• To do: Provide the records once more, identical to the original.
-=-=-
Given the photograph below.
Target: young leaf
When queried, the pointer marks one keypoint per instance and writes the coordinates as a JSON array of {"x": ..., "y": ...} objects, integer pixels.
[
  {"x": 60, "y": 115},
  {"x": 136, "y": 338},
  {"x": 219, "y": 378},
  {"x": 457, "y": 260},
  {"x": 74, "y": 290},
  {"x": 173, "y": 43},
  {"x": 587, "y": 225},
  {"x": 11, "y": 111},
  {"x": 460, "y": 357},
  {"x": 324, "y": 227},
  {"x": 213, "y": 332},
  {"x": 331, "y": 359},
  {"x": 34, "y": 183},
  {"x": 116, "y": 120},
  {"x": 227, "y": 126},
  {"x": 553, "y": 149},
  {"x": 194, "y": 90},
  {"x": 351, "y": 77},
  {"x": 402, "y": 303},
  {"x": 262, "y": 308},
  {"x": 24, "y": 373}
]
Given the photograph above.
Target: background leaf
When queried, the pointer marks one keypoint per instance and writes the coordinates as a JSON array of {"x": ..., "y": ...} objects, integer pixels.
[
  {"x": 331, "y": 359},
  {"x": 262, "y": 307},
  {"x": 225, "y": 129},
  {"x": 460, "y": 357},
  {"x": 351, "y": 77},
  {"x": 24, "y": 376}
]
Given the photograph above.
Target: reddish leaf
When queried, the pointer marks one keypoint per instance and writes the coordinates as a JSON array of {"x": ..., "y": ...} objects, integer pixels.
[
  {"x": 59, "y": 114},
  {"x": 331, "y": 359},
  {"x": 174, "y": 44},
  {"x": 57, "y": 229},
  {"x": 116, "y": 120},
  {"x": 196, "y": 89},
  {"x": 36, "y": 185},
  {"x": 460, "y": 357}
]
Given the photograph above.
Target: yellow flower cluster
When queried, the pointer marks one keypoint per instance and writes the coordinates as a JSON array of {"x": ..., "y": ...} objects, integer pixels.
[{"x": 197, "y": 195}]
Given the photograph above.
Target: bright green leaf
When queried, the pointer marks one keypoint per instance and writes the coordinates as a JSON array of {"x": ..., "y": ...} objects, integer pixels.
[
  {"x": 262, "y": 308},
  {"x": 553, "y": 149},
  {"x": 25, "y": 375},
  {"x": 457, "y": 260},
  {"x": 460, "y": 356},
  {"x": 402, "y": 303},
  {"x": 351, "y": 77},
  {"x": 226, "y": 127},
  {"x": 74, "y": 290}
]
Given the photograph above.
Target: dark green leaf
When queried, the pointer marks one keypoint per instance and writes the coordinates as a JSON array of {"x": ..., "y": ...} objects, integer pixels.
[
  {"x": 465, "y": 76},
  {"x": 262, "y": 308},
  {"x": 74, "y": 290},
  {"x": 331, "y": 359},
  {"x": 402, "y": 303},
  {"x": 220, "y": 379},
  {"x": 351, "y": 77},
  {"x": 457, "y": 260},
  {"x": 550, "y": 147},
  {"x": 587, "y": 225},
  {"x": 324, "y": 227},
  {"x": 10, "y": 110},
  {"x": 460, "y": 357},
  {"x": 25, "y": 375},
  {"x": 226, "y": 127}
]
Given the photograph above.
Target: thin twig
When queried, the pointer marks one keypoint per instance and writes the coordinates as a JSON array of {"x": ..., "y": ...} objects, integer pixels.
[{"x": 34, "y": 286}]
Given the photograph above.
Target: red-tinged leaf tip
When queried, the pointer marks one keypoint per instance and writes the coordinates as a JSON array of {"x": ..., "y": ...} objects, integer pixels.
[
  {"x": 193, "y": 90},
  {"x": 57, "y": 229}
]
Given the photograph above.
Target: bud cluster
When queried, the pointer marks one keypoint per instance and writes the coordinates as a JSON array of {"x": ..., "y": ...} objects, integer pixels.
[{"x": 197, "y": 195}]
-=-=-
• The completed task:
Given the photograph below.
Target: young leaf
When queried, the pointer marks one keypoint per instance and writes the coordinates as a JSON array of {"x": ..., "y": ...} objects, integer pixels.
[
  {"x": 60, "y": 115},
  {"x": 136, "y": 338},
  {"x": 219, "y": 378},
  {"x": 457, "y": 260},
  {"x": 74, "y": 290},
  {"x": 173, "y": 43},
  {"x": 587, "y": 225},
  {"x": 11, "y": 111},
  {"x": 460, "y": 357},
  {"x": 324, "y": 227},
  {"x": 213, "y": 332},
  {"x": 331, "y": 359},
  {"x": 34, "y": 183},
  {"x": 116, "y": 120},
  {"x": 227, "y": 126},
  {"x": 553, "y": 149},
  {"x": 194, "y": 90},
  {"x": 351, "y": 77},
  {"x": 402, "y": 303},
  {"x": 262, "y": 308},
  {"x": 24, "y": 373}
]
Given the photograph above.
Target: background leaf
When queried, the pointer marks one keypoint per instance and writes the coordinates as a JSON array of {"x": ..., "y": ...} objects, integer pixels.
[
  {"x": 331, "y": 359},
  {"x": 262, "y": 307},
  {"x": 225, "y": 129},
  {"x": 460, "y": 357},
  {"x": 351, "y": 77},
  {"x": 24, "y": 376}
]
Given the photograph above.
Target: reddish leaf
When queried, the pointer marks one keypoint per instance and writes the coordinates as a JSON array of {"x": ..., "y": ...} objects, integer pixels.
[
  {"x": 59, "y": 114},
  {"x": 331, "y": 359},
  {"x": 174, "y": 44},
  {"x": 57, "y": 229},
  {"x": 116, "y": 120},
  {"x": 196, "y": 89},
  {"x": 36, "y": 185},
  {"x": 460, "y": 357}
]
Given the photograph above.
Target: yellow flower cluster
When queried, the pointer marks one keypoint per instance and writes the coordinates as a JSON array of {"x": ..., "y": ...} objects, integer pixels.
[{"x": 197, "y": 195}]
Given the photograph above.
Target: bright green leaf
When queried, the pointer marks one keypoint per instance and writes the coordinates as a JSON array of {"x": ..., "y": ...} objects, integer pixels.
[
  {"x": 262, "y": 308},
  {"x": 553, "y": 149},
  {"x": 25, "y": 375},
  {"x": 457, "y": 260},
  {"x": 460, "y": 356},
  {"x": 402, "y": 303},
  {"x": 351, "y": 77},
  {"x": 226, "y": 127},
  {"x": 74, "y": 290}
]
Given the photograph above.
Target: dark green leaf
When queried, the pointer marks one keypoint per instance and writes the coordinates as a JSON array of {"x": ..., "y": ...} objects, integer pixels.
[
  {"x": 465, "y": 76},
  {"x": 262, "y": 308},
  {"x": 74, "y": 290},
  {"x": 331, "y": 359},
  {"x": 402, "y": 303},
  {"x": 220, "y": 379},
  {"x": 351, "y": 77},
  {"x": 457, "y": 260},
  {"x": 550, "y": 147},
  {"x": 587, "y": 225},
  {"x": 324, "y": 227},
  {"x": 10, "y": 110},
  {"x": 460, "y": 357},
  {"x": 25, "y": 375},
  {"x": 226, "y": 127}
]
Given the photograph above.
Target: thin twig
When queried, the pointer marks one keypoint per instance and writes the coordinates as a JSON array of {"x": ..., "y": ...} objects, integer pixels.
[{"x": 34, "y": 286}]
Given the photograph above.
Target: red-tinged leaf tip
When queried, the pointer marks one keypoint per instance and writes the coordinates as a JSON array of {"x": ..., "y": ...} objects, integer pixels.
[
  {"x": 193, "y": 90},
  {"x": 57, "y": 229}
]
Given the photograph above.
Target: bud cluster
When queried, the pointer marks one keypoint per instance and writes the coordinates as a JSON array of {"x": ..., "y": ...} objects, integer pixels.
[{"x": 197, "y": 195}]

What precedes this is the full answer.